### INFORMATION

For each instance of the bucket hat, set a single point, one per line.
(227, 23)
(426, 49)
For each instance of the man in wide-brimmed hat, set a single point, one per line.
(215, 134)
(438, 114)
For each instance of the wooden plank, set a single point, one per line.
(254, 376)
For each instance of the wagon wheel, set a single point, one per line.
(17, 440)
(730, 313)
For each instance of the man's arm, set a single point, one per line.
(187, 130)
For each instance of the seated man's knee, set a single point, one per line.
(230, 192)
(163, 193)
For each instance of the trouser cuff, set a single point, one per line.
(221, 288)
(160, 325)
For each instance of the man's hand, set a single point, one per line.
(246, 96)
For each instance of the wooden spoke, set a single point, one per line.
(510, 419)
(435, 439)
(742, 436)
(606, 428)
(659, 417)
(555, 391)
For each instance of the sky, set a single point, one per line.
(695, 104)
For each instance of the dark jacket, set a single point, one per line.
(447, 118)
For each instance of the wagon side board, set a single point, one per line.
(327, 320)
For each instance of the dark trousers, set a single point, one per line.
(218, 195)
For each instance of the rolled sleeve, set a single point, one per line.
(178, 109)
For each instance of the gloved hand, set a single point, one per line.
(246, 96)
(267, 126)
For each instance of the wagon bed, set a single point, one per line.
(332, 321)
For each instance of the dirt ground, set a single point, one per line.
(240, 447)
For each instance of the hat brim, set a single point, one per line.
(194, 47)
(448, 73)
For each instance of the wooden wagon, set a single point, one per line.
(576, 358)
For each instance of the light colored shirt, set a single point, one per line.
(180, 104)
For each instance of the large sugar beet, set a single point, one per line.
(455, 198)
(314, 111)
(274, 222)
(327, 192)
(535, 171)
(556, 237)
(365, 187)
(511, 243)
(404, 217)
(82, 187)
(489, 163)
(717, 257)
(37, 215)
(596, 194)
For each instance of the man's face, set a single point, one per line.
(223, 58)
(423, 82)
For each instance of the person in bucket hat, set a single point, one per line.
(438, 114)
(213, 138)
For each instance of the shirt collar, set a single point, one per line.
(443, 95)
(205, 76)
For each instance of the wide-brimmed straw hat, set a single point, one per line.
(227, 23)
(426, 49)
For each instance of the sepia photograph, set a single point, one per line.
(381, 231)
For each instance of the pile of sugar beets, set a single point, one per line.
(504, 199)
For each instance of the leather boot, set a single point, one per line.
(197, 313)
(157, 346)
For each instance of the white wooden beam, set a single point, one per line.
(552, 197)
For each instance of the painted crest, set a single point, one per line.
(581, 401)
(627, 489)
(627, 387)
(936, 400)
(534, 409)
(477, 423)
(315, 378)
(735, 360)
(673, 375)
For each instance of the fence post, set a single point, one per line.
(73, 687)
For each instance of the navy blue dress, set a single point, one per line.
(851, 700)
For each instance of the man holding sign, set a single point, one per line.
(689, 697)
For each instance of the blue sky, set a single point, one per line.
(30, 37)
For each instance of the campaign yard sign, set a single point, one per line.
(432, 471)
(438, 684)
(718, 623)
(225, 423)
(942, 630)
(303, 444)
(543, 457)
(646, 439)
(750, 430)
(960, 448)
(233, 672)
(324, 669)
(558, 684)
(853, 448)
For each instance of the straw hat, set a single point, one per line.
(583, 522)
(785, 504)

### TASK ITEM
Down to the last line, reproduce the entries above precisely.

### RESULT
For each instance of the bucket hat, set a single point, one per line.
(227, 23)
(426, 49)
For each instance of the man in wide-brimmed hat, set a single point, one per line.
(215, 134)
(438, 114)
For each instance of the wooden plank, set a single point, one per line.
(254, 376)
For each instance of the wagon wheel, set a single point, one per line.
(17, 440)
(730, 313)
For each instance of the man's arm, set a single point, one per line.
(187, 130)
For each instance of the seated man's knee, set a single point, one per line.
(230, 192)
(163, 193)
For each instance of the trouser cuff, set a single point, one per line.
(221, 288)
(160, 325)
For each instance of the man's hand, set a single point, one per line.
(246, 96)
For each instance of the wooden spoke, set a single point, one per line.
(510, 419)
(435, 439)
(742, 436)
(606, 428)
(659, 417)
(555, 391)
For each instance of the sky, set a single point, one per line.
(695, 104)
For each instance of the dark jacket, set a single point, one per line.
(447, 118)
For each instance of the wagon side board, set a single point, one per line.
(327, 320)
For each instance of the dark trousers, set a single point, one per line.
(218, 195)
For each instance of the rolled sleeve, set a single point, one per line.
(178, 109)
For each instance of the gloved hand, set a single point, one per line.
(246, 96)
(267, 126)
For each instance of the wagon bed, set a single point, one per line.
(332, 321)
For each instance of the dirt ground, set a single point, one per line.
(240, 447)
For each instance of the hat brim, set a single point, one per line.
(194, 47)
(448, 73)
For each instance of the wooden wagon, set a single point, one per line.
(576, 358)
For each instance of the light colored shirt, set a single point, one per line.
(180, 104)
For each instance of the large sugar beet, set a single point, one per line.
(455, 198)
(314, 111)
(274, 222)
(327, 192)
(535, 171)
(556, 237)
(365, 187)
(511, 243)
(404, 217)
(82, 187)
(489, 163)
(717, 257)
(37, 215)
(596, 194)
For each instance of the man's face, set a single point, one per line.
(223, 58)
(423, 82)
For each instance of the person in bucket hat, set a single point, one per line.
(438, 114)
(213, 138)
For each instance of the shirt collar, set a single point, one per line.
(443, 95)
(205, 76)
For each instance of the wide-brimmed straw hat, set a single point, one per line.
(227, 23)
(426, 49)
For each instance of the sepia photograph, set a single point, one per line.
(381, 231)
For each instance of the pile of sugar beets, set a single point, one per line.
(504, 199)
For each instance of the leather boot, set a single point, one per line.
(197, 313)
(157, 346)
For each instance of the white wooden beam, set a single point, one per line.
(552, 197)
For each instance of the painted crest, set a single point, one per line.
(581, 401)
(627, 489)
(627, 387)
(936, 400)
(534, 409)
(477, 423)
(315, 378)
(735, 360)
(673, 375)
For each instance of the fence post, set a single point, one per line.
(73, 687)
For each instance of the navy blue dress, set a single point, one per line.
(851, 700)
For each instance of the man holding sign, set a single point, one per line.
(689, 697)
For each instance of the blue sky, set a single point, one per line.
(30, 37)
For each instance of the campaign yard sign, set a single point, one per line.
(432, 471)
(438, 684)
(718, 623)
(225, 423)
(942, 630)
(303, 444)
(543, 457)
(646, 439)
(750, 430)
(960, 448)
(233, 672)
(324, 669)
(558, 684)
(853, 448)
For each instance of the straw hat, set a single point, one per line.
(583, 522)
(785, 504)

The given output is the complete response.